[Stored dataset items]
══════════
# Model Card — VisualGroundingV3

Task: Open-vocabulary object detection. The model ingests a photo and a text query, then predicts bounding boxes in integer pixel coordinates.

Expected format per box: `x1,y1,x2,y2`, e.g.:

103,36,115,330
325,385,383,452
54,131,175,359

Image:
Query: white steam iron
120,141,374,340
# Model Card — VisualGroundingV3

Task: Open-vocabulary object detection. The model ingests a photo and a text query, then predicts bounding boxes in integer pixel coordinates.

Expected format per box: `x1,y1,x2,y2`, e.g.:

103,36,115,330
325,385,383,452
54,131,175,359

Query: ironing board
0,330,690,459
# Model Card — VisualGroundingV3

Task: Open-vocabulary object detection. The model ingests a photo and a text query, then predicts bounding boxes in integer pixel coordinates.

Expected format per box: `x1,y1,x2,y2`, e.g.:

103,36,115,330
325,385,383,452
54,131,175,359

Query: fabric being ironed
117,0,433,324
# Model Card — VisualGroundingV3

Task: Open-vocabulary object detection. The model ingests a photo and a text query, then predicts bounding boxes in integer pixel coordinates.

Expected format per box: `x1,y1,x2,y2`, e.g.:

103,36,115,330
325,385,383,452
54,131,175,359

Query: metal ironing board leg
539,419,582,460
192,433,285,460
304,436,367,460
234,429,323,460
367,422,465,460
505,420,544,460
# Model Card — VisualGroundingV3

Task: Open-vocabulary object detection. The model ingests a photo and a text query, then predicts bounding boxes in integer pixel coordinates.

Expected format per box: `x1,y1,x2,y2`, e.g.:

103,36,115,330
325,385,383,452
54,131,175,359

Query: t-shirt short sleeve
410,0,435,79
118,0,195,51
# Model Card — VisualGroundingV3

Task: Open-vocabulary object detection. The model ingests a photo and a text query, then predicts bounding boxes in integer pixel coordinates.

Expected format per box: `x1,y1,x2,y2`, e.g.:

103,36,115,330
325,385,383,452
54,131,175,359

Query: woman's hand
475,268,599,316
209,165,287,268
══════════
Count the lines in the material above that contain the string "ironing", and reply with the number only.

2